• PROBLEM DESCRIPTION: Shift each coordinate in the answers by adding 64 to it. Write out again every line, not only the answers, in the stretch from the start of the lines through the line containing "M 191 126 L".

┏━━

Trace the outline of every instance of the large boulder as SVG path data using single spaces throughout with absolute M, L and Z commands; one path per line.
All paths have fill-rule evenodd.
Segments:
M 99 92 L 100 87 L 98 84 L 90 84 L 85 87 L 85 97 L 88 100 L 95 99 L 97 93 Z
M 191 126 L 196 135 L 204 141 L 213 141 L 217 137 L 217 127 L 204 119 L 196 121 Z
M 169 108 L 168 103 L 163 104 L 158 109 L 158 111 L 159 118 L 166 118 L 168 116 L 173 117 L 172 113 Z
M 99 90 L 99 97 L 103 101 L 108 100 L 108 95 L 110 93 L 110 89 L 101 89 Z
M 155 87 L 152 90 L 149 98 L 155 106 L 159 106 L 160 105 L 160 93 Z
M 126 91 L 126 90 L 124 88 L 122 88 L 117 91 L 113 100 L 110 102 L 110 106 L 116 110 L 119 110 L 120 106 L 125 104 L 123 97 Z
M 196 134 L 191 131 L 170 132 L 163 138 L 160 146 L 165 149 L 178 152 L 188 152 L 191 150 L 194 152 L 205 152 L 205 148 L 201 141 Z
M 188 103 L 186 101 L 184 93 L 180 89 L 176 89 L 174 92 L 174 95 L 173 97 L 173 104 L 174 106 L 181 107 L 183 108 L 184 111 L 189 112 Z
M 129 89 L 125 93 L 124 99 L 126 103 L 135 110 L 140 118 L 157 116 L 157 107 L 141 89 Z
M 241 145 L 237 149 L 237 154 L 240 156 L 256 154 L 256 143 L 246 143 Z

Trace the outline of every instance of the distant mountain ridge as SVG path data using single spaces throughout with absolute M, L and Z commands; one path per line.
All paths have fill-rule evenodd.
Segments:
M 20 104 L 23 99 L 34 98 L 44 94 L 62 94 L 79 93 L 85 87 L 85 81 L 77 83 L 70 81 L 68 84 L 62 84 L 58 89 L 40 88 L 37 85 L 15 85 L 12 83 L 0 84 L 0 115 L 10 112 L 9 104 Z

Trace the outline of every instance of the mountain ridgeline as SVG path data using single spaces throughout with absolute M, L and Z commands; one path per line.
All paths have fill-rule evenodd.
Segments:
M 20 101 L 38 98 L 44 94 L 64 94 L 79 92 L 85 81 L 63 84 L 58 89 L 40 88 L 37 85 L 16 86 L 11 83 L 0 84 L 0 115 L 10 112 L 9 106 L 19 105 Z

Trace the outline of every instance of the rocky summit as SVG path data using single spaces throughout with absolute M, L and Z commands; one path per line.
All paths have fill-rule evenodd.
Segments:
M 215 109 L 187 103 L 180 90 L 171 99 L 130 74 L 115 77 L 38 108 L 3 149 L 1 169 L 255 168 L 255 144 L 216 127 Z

┗━━

• COMPLETE RESPONSE:
Trace the outline of every instance of the large boulder as SVG path data using single spaces throughout with absolute M, L and Z commands; one path per line.
All paths have fill-rule evenodd.
Segments:
M 163 156 L 164 151 L 162 148 L 154 148 L 149 151 L 149 161 L 152 164 L 159 163 L 161 157 Z
M 255 190 L 260 199 L 268 205 L 277 205 L 281 201 L 281 191 L 268 183 L 260 185 Z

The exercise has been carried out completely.